Palestine Exploration Fund

The Palestine Exploration Fund is a British society based in London. It was founded in 1865 and is the oldest known organization in the world created specifically for the study of the Levant region, also known as Palestine.[1] Often simply known as the PEF, its initial object was to carry out surveys of the topography and ethnography of Ottoman Palestine with a remit that fell somewhere between an expeditionary survey and military intelligence gathering.[2] Consequently, it had a complex relationship with Corps of Royal Engineers,[3] and its members sent back reports on the need to salvage and modernise the region.[4]

Rock used by the PEF to mark the level of the Dead Sea in the beginning of the 20th century


The beginnings of the Palestine Exploration Fund are rooted in a literary society founded by British Consul James Finn and his wife Elizabeth Anne Finn.[5] Many photographs of Palestine have survived from this period.

On 22 June 1865, a group of Biblical archaeologists and clergymen financed the fund, with initial funding of £300.[3] The most notable of the founders were Arthur P. Stanley, the Dean of Westminster, and George Grove, who later founded the Royal College of Music and was responsible for Grove's Dictionary of Music. Its founders established the fund "for the purpose of investigating the Archaeology, Geography, manners, customs and culture, Geology and Natural History of the Holy Land".[6]

Frederick J. Bliss wrote of the foundation that "[a]s far as its aims were concerned this organization was but a re-institution of a Society formed about the year 1804 under the name of the Palestine Association... it is interesting to note that the General Committee of the Palestine Exploration Fund recognized an organic connection with the earlier Society."[7]

The preliminary meeting of the Society of the Palestine Exploration Fund took place in the Jerusalem Chamber of Westminster Abbey. William Thomson, the Archbishop of York, read out the original prospectus at the first organisational meeting;

[O]ur object is strictly an inductive inquiry. We are not to be a religious society; we are not about to launch controversy; we are about to apply the rules of science, which are so well understood by us in our branches, to an investigation into the facts concerning the Holy Land. "No country should be of so much interest to us as that in which the documents of our Faith were written, and the momentous events they describe enacted. At the same time no country more urgently requires illustration ... Even to a casual traveller in the Holy Land the Bible becomes, in its form, and therefore to some extent in its substance, a new book. Much would be gained by ...bringing to light the remains of so many races and generations which must lie concealed under the accumulation of rubbish and ruins on which those villages stand ...[2][6]

The PEF conducted many early excavations of biblical and post-biblical sites around the Levant, as well as studies involving natural history, anthropology, history and geography.

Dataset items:
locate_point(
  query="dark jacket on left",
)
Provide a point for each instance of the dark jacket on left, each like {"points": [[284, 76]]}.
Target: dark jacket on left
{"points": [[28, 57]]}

• Explore the material
a - In the passage on the Palestine Exploration Fund, where did the society's preliminary meeting take place?
b - Continue the passage on the Palestine Exploration Fund from the point where it stops.

• Answers by task
a - It took place in the Jerusalem Chamber of Westminster Abbey.

b -
In 1867, Charles Warren led PEF's biggest expedition. Warren and his team improved the topography of Jerusalem and discovered the ancient water systems that lay beneath the city of Jerusalem. The water system was later named Warren's Shaft, after Charles Warren, due to the discovery.[8] They also made the first excavations of Tell es-Sultan, site of biblical city of Jericho.[9]

In 1875, the Earl of Shaftesbury, a prominent social reformer, told the Annual General Meeting of the PEF that "We have there a land teeming with fertility and rich in history, but almost without an inhabitant – a country without a people, and look! scattered over the world, a people without a country". It was one of the earliest usages by a prominent politician of the phrase A land without a people for a people without a land, which was to become widely used by advocates of Jewish settlement in Palestine.[10]

In 1878, the Treasurer's statement listed over 130 local associations in the United Kingdom (including Ireland). There were also branches in Canada and Australia as well as Gaza City and Jerusalem. Expenditure in 1877 amounted to £2,959 14s 11d.[11]

Among other noteworthy individuals associated with the fund were:

Early projects

The first 21 years of the fund are summarised in PEF (1886). Its chapters and personages mentioned include the following:

In his opening address (p.8), Archbishop Thomson laid down three basic principles for the Society:

  • That whatever was undertaken should be carried out on scientific principles
  • That the Society should, as a body, abstain from controversy
  • That it should not be started, nor should it be conducted, as a religious society.

Regarding the latter, great emphasis was placed upon the nomenclature "Holy Land", so the notion of religion could never have been far away. Also (p.10) stress was laid upon the fact that "The Society numbers among its supporters Christians and Jews". (Muslims were not mentioned.)

  • The Chronicle of the Society
  • The First Expedition
  • The Excavations at Jerusalem
  • The Desert of the Exodus
  • The Survey of Western Palestine
  • The Archaeological Expeditions
  • The Survey of Eastern Palestine
  • The Geological Survey
  • Smaller Expeditions
  • The Monuments of the Country
  • Obituary
  • The Work of the Future
  • Chronological Summary of the Fund's Work
  • Captain Conder's identifications

Elsewhere the following activities have been reported:

The Palestine Exploration Fund was also involved in the foundation of the British School of Archaeology in Jerusalem in 1919. The School worked with the Fund in joint excavations at Jerusalem's Ophel in the 1920s. The school's second director, John Winter Crowfoot, was Chairman of the PEF from 1945 to 1950.[13]

PEF today

Today the fund's office is located at 2 Hinde Mews, W1U 2AA, off Jason Court and Marylebone Lane north of Wigmore Street in the Marylebone section of the City of Westminster, London.


The PEF holds regular events and lectures and provides annual grants for various projects. In partnership with the British Museum Department of Middle East, the Palestine Exploration Fund hosts free lectures that reflect the diverse interests of their membership. The PEF also co-ordinates joint lectures with the Council for British Research in the Levant, the Anglo-Israel Archaeological Society, the Society for Arabian Studies, and the Egypt Exploration Society. Once a year, an Annual General Meeting (AGM) is held before an lecture.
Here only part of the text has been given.